SET PROBLEM: Output the listing below line for line, with no changes.

DATA SHOWN:

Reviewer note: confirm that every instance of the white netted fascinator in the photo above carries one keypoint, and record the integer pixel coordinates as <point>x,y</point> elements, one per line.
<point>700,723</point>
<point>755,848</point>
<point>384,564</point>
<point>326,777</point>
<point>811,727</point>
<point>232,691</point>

ANSWER TO THIS EXERCISE:
Reviewer note: confirm that every instance of the white netted fascinator in the photo above carries one keypoint, and record the integer pixel coordinates as <point>x,y</point> elements, one per line.
<point>700,723</point>
<point>755,848</point>
<point>384,564</point>
<point>326,777</point>
<point>811,727</point>
<point>232,691</point>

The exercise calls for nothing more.